Main airport serving Shetland, Scotland

Sumburgh Airport is the main airport serving the Shetland Islands, Scotland. It is located on the southern tip of the mainland in the parish of Dunrossness, 17 NM south of Lerwick. The airport is owned by Highlands and Islands Airports Limited (HIAL) and served by Loganair.

==History==

Sumburgh Links was surveyed and the grass strips laid out by Captain E. E. Fresson of Highland Airways in 1936: the airport was opened on 3 June of that year with the inaugural flight from Aberdeen (Kintore) by the De Havilland Dragon Rapide G-ACPN piloted by Fresson himself. It was also one of the first airfields to have RDF facilities, due to the frequency of low cloud and fog and the proximity of Sumburgh Head. The runways were built at the instigation of Capt. Fresson, who had proved to the Navy at Hatston (Orkney) that runways were essential to maintain all-round landing facilities over the winter months. This was taken up by the RAF after the obvious success of the Hatston experiment.

The former RAF Sumburgh airfield had three runways, two of which, although extended, remain in use by the present airport. The longest was originally 800 yd, and the shorter ran for 600 yd from shoreline to shoreline. No. 404 Squadron operated Beaufighter Mark VI and X aircraft from this station on coastal raids against Axis shipping off the coast of Norway and in the North Sea. The airport is unusual in that it has a 550 m helicopter runway as opposed to the usual helipad. The western end of runway 09/27 crosses the A970 road between Sumburgh (including the airport) and the rest of the island; access is controlled by a level crossing with barriers closed whenever a flight is taking off or landing.

Ownership of the company transferred from the UK Civil Aviation Authority to the Secretary of State for Scotland on 1 April 1995, and subsequently to the Scottish Ministers. HIAL receives subsidies from the Scottish Ministers in accordance with Section 34 of the Civil Aviation Act 1982 and is sponsored by Transport Scotland which is an Executive Agency of the Scottish Government and accountable to Scottish Ministers.

==Airline and destinations==
===Passenger===

| Airlines | Destinations |
|---|---|
| Loganair | Aberdeen, Belfast–City, Edinburgh,^{[citation needed]} Glasgow,^{[citation needed]} Inverness, Kirkwall, Manchester Seasonal: Bergen,^{[citation needed]} Dundee, (ends 23 October 2026) London–Heathrow(ends 23 October 2026) |

===Cargo===

| Airlines | Destinations |
|---|---|
| Loganair | Glasgow, Kirkwall |

==Other tenants==

The airport is additionally used as a helicopter operational base by the Maritime and Coastguard Agency (His Majesty's Coastguard), Bristow Helicopters and Babcock Mission Critical Services Offshore (SAR and crew change operations).

Given information |
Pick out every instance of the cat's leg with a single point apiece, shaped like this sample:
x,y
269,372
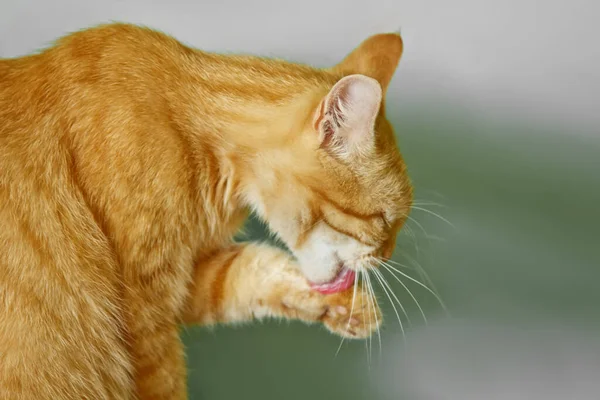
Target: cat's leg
x,y
250,281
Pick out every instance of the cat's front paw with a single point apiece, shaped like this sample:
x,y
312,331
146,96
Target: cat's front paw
x,y
356,318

Set task | What comes next in the Sumburgh Airport article? Write a continuation that picks up right after its final sentence.

Exercise output |
== Ground transport ==
The airport is located 25 mi by road from Lerwick. Bus service 6, operated by J&DS Halcrow of Cunningsburgh, provides a regular link between the airport and the town seven days per week. In the evening, and on Sundays, the service is run by Lerwick-based operator, R. Robertson & Son.

Road crossing of A970 with Sumburgh airport's runway. The movable barrier closes when aircraft land or take off.

== Statistics ==

Busiest routes to and from Sumburgh (2025)
| Rank | Airport | Total passengers | Change from 2024 |
|---|---|---|---|
| 1 | Aberdeen | 128,664 | +2% |
| 2 | Edinburgh | 40,314 | +9% |
| 3 | Glasgow | 23,124 | +3% |
| 4 | Inverness | 9,695 | −38% |
| 5 | Kirkwall | 6,077 | +108% |
| 6 | London Heathrow | 2,362 | −28% |

==Incidents and accidents==
- 31 July 1979: Crash of Dan-Air Flight 0034, a Hawker Siddeley 748 series 1 (registration G-BEKF) operating an oil industry support flight. The aircraft failed to become airborne, overshot the runway and continued into the sea. Although 15 passengers and both pilots died, and the aircraft was destroyed, 29 passengers and the flight attendant survived. The accident was due to the elevator gust-lock having become re-engaged, preventing the aircraft from rotating into a flying attitude.
- 6 November 1986: British International Helicopters Chinook crash. A Boeing 234LR Chinook helicopter crashed 2.5 mi east of the airport. Only two people survived, with 45 killed.
- 11 June 2006 Air Accidents Investigation Branch recommended a safety audit of City Star Airlines after a serious incident in which a Dornier 328 crew flew close to cliffs and failed to respond correctly to terrain warnings on approach to Sumburgh Airport after a flight from Aberdeen. The aircraft landed safely. The captain involved was suspended and asked to resign after an investigation.
- 23 August 2013: A Super Puma AS332 L2, operated by CHC for Total, carrying 16 passengers and two crew from the Borgsten Dolphin oil platform, crashed about 2 mi west of the airport at 18:17 BST. The UK Air Accidents Investigation Branch identified the lack of effective monitoring of flight instruments as a cause of the crash. Four of those aboard were killed.